* **Document text**:

----------------

Belize is a haven for scuba diving and snorkeling
Forty years ago, few people outside of the western Caribbean were aware of the wonders of scuba diving and snorkeling in Belize. But that all changed in 1971 when famed French marine biologist and documentarian Jacques Cousteau visited the area and declared it one of his top 10 all-time favorite dive spots.
Today, the Belize Barrier Reef is a UNESCO World Heritage Site and a mecca for scuba diving and snorkeling. Thousands of visitors from around the planet flock to Belize to explore the reef. The crystal clear water, the sandy white seafloor, and the incredible diversity of marine flora and fauna have made Belize one of the most sought after dive and snorkel sites in the world.
Whether you're an experienced diver or have never tried snorkeling before, there is something for everyone on the Belize Barrier Reef. Even for visitors unable to swim, the reef has many beautiful islands where visitors can simply wade into the water and look under the surface to see an astounding kaleidoscope of colorful fish, anemones, rare sea turtles, and the playful dolphins that call the reef home.
Some of the top locations to dive on the reef include the Belize Blue Hole, Jacques Cousteau's favorite spots. The Belize Blue Hole (sometimes known as the Great Blue Hole) is a naturally occurring circle of deep blue water that measures 300 meters (984 feet) across and an astonishing 125 meters (410 feet) deep. Formed by rising waters more than 10,000 years ago that flooded a cave, the Blue Hole offers divers a unique chance to explore an underwater labyrinth of enormous stalactites and see rare creatures like the elusive hammerhead shark.

----------------

* **Record extracts**:

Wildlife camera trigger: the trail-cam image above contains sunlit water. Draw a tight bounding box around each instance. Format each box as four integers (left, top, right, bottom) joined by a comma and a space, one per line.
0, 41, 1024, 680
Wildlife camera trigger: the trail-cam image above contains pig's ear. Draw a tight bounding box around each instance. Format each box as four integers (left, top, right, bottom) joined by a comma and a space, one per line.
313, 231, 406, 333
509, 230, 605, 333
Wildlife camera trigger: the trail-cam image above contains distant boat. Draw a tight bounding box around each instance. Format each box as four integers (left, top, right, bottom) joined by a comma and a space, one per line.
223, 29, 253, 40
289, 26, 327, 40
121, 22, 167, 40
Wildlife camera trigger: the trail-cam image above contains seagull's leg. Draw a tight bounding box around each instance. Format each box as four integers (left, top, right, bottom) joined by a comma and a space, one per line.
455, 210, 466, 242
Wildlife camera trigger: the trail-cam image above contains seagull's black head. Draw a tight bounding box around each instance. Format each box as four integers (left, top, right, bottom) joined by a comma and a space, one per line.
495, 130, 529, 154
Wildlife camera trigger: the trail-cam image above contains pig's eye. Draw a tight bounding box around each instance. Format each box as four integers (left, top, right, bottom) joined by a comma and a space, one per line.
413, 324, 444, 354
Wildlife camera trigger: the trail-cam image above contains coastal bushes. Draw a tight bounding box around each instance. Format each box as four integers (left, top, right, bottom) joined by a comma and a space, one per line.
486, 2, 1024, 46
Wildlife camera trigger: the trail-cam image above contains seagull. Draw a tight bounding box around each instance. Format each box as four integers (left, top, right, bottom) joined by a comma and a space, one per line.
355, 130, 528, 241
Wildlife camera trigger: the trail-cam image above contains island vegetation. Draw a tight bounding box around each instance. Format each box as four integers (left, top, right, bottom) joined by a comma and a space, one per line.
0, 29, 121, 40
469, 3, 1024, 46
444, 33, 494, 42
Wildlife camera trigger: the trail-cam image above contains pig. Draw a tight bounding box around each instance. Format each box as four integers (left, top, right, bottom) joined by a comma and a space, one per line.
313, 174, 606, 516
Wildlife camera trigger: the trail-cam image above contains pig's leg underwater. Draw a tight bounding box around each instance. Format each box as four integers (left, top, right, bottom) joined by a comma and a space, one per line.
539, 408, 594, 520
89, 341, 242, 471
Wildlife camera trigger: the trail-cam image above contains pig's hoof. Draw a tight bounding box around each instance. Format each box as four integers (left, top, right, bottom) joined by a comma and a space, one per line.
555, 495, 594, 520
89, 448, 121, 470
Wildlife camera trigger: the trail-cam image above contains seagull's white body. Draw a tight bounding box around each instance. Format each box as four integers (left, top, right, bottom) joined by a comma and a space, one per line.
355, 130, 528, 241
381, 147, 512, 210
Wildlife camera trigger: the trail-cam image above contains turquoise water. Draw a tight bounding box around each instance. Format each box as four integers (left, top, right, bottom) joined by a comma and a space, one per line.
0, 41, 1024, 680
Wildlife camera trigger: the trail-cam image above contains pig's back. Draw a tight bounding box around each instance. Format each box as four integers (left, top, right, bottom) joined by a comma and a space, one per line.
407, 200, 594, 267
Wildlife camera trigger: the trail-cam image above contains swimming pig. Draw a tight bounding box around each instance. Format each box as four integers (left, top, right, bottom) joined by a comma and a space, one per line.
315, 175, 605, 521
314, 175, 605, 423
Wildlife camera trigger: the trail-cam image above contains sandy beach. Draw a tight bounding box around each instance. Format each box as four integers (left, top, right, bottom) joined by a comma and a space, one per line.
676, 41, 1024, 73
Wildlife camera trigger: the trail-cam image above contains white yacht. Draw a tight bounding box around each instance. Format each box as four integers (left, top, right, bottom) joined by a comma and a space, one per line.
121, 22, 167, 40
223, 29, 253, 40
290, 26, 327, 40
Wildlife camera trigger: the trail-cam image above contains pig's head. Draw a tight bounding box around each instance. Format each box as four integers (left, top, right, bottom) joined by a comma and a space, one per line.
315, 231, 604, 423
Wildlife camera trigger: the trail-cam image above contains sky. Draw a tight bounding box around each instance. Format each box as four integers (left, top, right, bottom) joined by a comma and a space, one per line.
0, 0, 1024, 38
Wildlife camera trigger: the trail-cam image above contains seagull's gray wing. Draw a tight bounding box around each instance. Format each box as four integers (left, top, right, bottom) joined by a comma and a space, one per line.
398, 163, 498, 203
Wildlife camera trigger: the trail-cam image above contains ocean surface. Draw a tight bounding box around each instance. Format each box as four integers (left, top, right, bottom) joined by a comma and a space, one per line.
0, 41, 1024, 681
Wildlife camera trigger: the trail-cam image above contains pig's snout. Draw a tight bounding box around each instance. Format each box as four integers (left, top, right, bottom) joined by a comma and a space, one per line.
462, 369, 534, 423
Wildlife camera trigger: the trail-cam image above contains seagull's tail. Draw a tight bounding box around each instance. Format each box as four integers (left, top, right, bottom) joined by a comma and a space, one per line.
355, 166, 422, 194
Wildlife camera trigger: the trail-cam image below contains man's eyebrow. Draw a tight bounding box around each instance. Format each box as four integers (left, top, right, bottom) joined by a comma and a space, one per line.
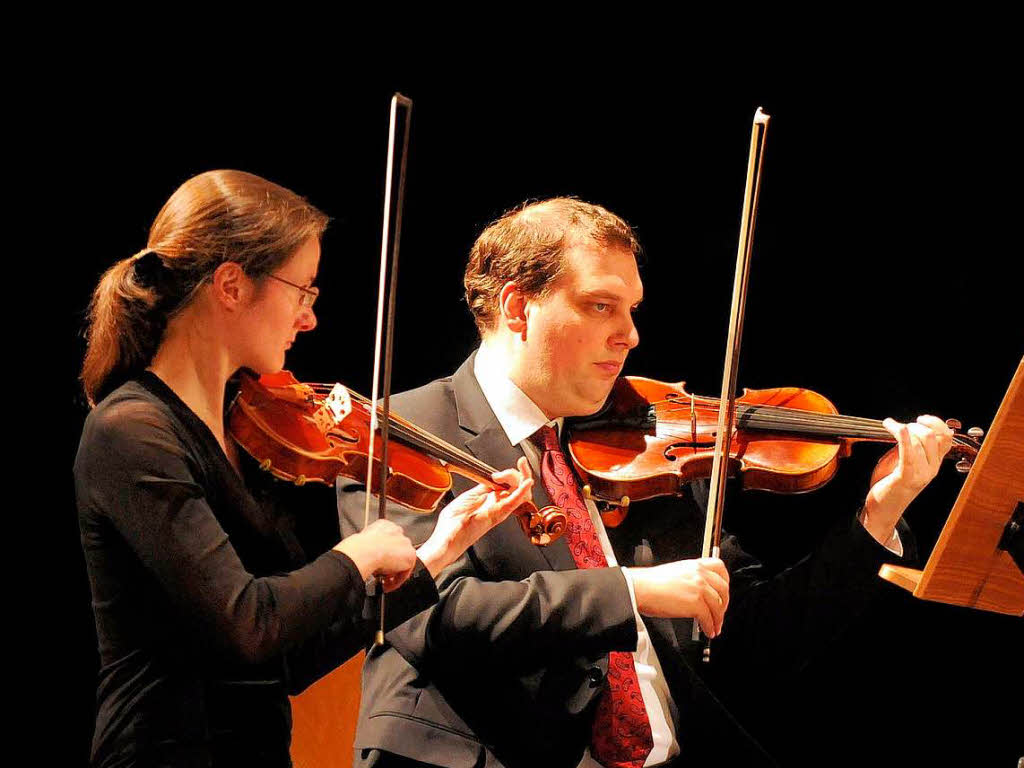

----------------

* **Questions to answer**:
(A) In the text on diving in Belize, how deep is the Belize Blue Hole?
(B) Extend the text on diving in Belize, picking up after its final sentence.

* **Answers for each item**:
(A) 125 meters (410 feet).

(B)
Other popular dive sites include "Shark Ray Alley," a natural cut in the reef that draws thousands of nurse sharks and rays who gather in this traffic "bottleneck" of marine creatures transiting from one side of the reef to the other.
There are thousands of world-class diving and snorkeling spots on the reef, including protected marine reserves like the Silk Cayes, the Laughing Bird National Park, the gorgeous beauty of the remote Glover's Atoll, and mangrove-lined lagoons that serve as breeding areas for hundreds of different species of fish and marine mammals.
Some of the reef's most iconic visitors are migrating whale sharks, the largest sharks in the world's oceans that transit through Belize each spring as part of their annual circumnavigation of the globe.